Required task A.
Answer these questions about the TD3 text, marking each answer (i), (ii) or (iii) to match:
(i) What does the abbreviation TD3 stand for?
(ii) Which algorithm is TD3 described as an extension of?
(iii) From what distribution is the noise ε sampled?

Text section.
3.1 Twin Delayed Deep Deterministic Policy Gradient

Twin Delayed Deep Deterministic Policy Gradient (TD3) is a model-free reinforcement learning (RL) algorithm. Unlike RL algorithms that rely on a known "model" of the environment, TD3 makes predictions through trial-and-error without explicitly representing the environment. As an actor-critic method, TD3 leverages the principles of a Markov Decision Process (MDP) to guide its decision-making process. The environment encompasses

  • a set of states S

  • a set of actions A

  • transition dynamics \(T = P(s_{t+1} \mid s_t, a_t)\)

  • an immediate reward function \(R(s_t, a_t)\)

  • a discount factor \(\gamma \in\) [0,1],

in which an actor (i.e., Deterministic Policy) is a function that maps states to deterministic actions. Specifically, \(\pi (s; \theta _{\pi }): S \rightarrow A, \quad a = \pi (s; \theta _{\pi }),\)where \(\pi\) is the policy function, and \(\theta _ \pi\) represents the parameters of the actor network. The actor agent selects an action that has a quantifiable impact on the environment. Meanwhile, the critic agent evaluates the efficacy of the chosen action, and the actor agent then strives to enhance its action selection based on the critiques provided by the critic agent, as illustrated in Fig. 1. In other words, the critic estimates the action-value function, denoted as Q(sa), where Q is the action-value function, and \(\theta _Q\) represents the parameters of the critic network.

Fig. 1
figure 1

Basic actor-critic model

As an extension of the Deep Deterministic Policy Gradient algorithm (DDPG) [27], TD3 (refer to Algorithm 1) is an off-policy method that combines policy optimization and Q-Learning. This means that the agent explores actions based on their potential benefits, rather than relying on preestablished behavior. However, DDPG often suffers from overestimation bias, which refers to the tendency to overestimate uncertain estimates. To address this issue, TD3 introduces several key improvements. Firstly, it implements Clipped Double Q-Learning, which employs two Q-functions, namely \(Q_1(s, a; \theta _{Q_1})\) and \(Q_2(s, a; \theta _{Q_2})\). The smaller of the two values is selected to form the targets in the loss functions, reducing the overestimation bias. Secondly, TD3 incorporates Delayed Policy Updates. It updates the policy less frequently compared to the Q-functions, which helps to stabilize the learning process and prevent the policy from overfitting to noisy Q-function estimates. Moreover, TD3 incorporates target networks with update rules as \(Q_1' \leftarrow \tau Q_1 + (1 - \tau )Q_1'\), \(Q_2' \leftarrow \tau Q_2 + (1 - \tau )Q_2'\), and \(\pi ' \leftarrow \tau \pi + (1 - \tau )\pi '\), where \(\tau\) represents the target network update rate. These target networks are delayed copies of the actor and critic networks. The critics are then trained to minimize the following temporal difference (TD) error:

$$\begin{aligned} y&= R(s_t, a_t) + \gamma \min (Q_1'(s_{t+1}, \pi '(s_{t+1})), Q_2'(s_{t+1}, \pi '(s_{t+1}))), \end{aligned}$$

where the Bellman error for the critics becomes:

$$\begin{aligned} L(\theta _Q)&= {\mathbb {E}}_{(s, a, r, s')} \left[ (Q_1(s, a; \theta _{Q1}) - y)^2 + (Q_2(s, a; \theta _{Q2}) - y)^2 \right] . \end{aligned}$$

By periodically updating the target networks using the following deterministic policy gradient,

$$\begin{aligned} \nabla _{\theta _\pi } J(\theta _\pi )&= {\mathbb {E}}_{s \sim D} \left[ \nabla _a Q_1(s, a; \theta _{Q1}) \big |_{a=\pi (s)} \nabla _{\theta _\pi } \pi (s; \theta _\pi ) \right] \end{aligned}$$

where \(J(\theta _\pi )={\mathbb {E}}_{s \sim D} \left[ Q_1(s, \pi (s); \theta _{Q1}) \right]\), TD3 achieves more stable and reliable value estimations. Lastly, TD3 employs Target Policy Smoothing. This technique adds noise, denoted by \(\epsilon\) to the target actions during the evaluation step as:

$$\begin{aligned} a' = \pi '(s') + \epsilon , \quad \epsilon \sim \text {clip}({\mathcal {N}}(0, \sigma ), -c, c). \end{aligned}$$

Here, \(\epsilon\) is a random value sampled from a normal distribution with mean 0 and standard deviation \(\sigma\), and the clip function ensures that the resulting value is bounded within the range \([-c, c]\). This is a common technique to control the magnitude of exploration noise added to the actions in reinforcement learning algorithms. This also helps to address the variance in Q-function errors and leads to better exploration during training. These enhancements make TD3 a powerful and effective algorithm for continuous control tasks in reinforcement learning.

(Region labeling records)

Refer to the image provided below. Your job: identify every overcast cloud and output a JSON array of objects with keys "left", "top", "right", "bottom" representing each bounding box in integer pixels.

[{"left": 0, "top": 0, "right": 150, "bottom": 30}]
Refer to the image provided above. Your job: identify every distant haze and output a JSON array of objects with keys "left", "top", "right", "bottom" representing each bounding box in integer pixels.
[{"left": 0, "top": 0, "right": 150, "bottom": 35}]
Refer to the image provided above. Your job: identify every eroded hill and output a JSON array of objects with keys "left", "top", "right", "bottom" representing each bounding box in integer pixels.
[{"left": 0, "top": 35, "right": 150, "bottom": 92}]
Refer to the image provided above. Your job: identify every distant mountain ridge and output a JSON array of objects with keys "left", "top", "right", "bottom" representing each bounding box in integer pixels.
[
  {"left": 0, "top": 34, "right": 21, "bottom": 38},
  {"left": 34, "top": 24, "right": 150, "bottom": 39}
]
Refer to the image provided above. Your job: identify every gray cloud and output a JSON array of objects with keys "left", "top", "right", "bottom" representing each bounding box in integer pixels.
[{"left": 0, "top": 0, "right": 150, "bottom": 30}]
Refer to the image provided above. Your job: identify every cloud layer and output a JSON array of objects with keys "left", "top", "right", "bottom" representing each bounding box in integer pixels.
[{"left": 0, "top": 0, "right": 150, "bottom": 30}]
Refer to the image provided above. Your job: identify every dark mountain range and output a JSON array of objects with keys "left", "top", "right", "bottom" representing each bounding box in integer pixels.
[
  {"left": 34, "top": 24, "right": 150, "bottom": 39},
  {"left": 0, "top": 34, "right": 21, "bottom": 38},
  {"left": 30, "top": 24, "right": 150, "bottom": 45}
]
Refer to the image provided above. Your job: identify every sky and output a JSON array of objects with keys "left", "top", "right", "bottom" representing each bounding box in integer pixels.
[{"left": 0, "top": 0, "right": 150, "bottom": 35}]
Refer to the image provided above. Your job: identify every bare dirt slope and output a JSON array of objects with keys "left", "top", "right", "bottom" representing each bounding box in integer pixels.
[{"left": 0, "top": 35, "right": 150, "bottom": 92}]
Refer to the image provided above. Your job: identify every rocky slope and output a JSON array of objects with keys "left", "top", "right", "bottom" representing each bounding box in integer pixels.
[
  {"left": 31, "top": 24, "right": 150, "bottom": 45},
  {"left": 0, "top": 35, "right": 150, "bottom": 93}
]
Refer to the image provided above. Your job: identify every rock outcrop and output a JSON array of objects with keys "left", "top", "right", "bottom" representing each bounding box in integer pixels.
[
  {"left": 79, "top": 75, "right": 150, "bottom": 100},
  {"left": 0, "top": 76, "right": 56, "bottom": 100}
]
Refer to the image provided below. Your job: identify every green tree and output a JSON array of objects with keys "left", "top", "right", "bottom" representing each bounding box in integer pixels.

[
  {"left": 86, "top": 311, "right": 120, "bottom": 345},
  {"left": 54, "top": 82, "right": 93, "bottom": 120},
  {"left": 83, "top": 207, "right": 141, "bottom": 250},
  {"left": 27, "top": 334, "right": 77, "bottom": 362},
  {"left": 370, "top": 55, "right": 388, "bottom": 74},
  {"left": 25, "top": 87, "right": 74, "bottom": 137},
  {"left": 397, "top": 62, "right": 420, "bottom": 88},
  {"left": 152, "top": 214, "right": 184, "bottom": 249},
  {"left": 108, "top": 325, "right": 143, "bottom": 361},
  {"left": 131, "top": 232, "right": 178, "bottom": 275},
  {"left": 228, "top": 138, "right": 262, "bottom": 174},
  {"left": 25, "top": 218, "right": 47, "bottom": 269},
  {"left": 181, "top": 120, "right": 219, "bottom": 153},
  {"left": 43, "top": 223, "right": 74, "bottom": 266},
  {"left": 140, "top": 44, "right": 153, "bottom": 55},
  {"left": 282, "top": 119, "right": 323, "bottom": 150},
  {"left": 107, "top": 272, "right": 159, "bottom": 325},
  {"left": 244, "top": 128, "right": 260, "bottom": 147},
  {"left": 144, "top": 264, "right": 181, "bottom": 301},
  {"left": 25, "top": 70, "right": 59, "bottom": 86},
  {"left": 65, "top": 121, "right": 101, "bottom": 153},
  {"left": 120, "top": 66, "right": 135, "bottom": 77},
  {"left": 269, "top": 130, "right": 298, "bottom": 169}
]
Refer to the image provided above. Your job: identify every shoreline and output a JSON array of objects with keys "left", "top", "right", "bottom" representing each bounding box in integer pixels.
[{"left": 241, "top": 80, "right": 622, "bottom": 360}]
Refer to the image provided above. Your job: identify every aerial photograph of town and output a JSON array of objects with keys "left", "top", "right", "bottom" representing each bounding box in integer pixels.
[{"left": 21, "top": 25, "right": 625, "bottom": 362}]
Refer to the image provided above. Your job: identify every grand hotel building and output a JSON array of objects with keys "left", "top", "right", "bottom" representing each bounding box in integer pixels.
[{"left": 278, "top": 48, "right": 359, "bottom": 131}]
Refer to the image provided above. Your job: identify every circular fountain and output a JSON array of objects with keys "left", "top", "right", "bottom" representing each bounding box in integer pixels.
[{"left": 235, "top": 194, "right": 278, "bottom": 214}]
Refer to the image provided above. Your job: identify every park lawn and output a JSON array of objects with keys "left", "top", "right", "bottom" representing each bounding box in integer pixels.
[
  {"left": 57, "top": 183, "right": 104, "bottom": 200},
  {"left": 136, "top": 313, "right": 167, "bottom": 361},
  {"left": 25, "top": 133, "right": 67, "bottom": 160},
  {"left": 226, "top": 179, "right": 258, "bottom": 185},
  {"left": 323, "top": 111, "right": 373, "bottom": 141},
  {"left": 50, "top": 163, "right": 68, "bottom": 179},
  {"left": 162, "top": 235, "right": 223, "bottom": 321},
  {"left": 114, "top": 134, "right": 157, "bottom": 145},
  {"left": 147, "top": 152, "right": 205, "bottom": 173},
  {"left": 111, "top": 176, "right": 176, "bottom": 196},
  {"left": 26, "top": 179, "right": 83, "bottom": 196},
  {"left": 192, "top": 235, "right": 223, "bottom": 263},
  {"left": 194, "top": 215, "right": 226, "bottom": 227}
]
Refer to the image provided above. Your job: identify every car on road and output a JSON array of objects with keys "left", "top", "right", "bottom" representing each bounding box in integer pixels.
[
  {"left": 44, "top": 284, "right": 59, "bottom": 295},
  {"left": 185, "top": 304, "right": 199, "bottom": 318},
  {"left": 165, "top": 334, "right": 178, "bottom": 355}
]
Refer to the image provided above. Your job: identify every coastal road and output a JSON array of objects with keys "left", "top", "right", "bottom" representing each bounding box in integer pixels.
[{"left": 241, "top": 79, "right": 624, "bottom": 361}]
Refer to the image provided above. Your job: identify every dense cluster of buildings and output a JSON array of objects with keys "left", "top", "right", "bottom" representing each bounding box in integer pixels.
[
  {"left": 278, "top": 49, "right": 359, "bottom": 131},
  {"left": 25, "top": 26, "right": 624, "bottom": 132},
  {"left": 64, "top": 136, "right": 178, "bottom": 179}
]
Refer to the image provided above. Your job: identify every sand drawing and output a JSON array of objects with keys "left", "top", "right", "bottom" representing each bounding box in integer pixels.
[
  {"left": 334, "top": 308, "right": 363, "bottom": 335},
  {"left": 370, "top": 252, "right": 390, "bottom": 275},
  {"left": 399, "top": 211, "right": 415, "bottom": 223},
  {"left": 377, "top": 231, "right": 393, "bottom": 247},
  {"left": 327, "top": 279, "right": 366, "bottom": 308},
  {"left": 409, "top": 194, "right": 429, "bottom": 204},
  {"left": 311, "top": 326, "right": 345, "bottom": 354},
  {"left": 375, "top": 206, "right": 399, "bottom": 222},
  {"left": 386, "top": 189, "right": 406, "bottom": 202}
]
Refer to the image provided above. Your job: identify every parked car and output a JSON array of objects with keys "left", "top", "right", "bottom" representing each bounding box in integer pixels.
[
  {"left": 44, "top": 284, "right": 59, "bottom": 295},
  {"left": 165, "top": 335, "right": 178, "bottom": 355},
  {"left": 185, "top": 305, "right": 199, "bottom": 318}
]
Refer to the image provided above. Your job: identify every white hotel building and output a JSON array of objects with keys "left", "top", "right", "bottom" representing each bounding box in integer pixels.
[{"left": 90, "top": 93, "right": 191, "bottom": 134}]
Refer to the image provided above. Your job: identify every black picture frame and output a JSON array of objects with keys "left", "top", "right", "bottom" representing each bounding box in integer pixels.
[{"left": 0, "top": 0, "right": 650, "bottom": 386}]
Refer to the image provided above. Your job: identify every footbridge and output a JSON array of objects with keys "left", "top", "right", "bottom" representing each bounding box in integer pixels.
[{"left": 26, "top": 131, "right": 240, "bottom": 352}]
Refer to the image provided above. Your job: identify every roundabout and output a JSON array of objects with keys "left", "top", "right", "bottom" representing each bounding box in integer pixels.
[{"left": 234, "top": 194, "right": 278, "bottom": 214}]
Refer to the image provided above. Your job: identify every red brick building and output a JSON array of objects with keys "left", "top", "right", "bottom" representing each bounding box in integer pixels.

Required task B. Can you scale the region labeling rows starting at the one containing "identify every footbridge" and ending at the last row? Reproduce every line, requests included, and multiply each bounding-box coordinate in the answers by 2.25, rounding to whole numbers with halves rounded up.

Result A.
(i) Twin Delayed Deep Deterministic Policy Gradient
(ii) The Deep Deterministic Policy Gradient algorithm (DDPG)
(iii) A normal distribution with mean 0 and standard deviation σ

Result B.
Refer to the image provided above. Your job: identify every footbridge and output a JSON array of objects with keys "left", "top", "right", "bottom" representing each bounding box in integer pixels.
[{"left": 59, "top": 295, "right": 540, "bottom": 792}]
Refer to the image provided above. Your job: identify every roundabout and output a JSON array of objects with keys "left", "top", "right", "bottom" representing each bounding box in integer pixels.
[{"left": 527, "top": 437, "right": 626, "bottom": 482}]
Refer to the image provided above. Your job: identify every red brick building and output a JSON array of objects with keys "left", "top", "right", "bottom" representing each bounding box in integer pixels.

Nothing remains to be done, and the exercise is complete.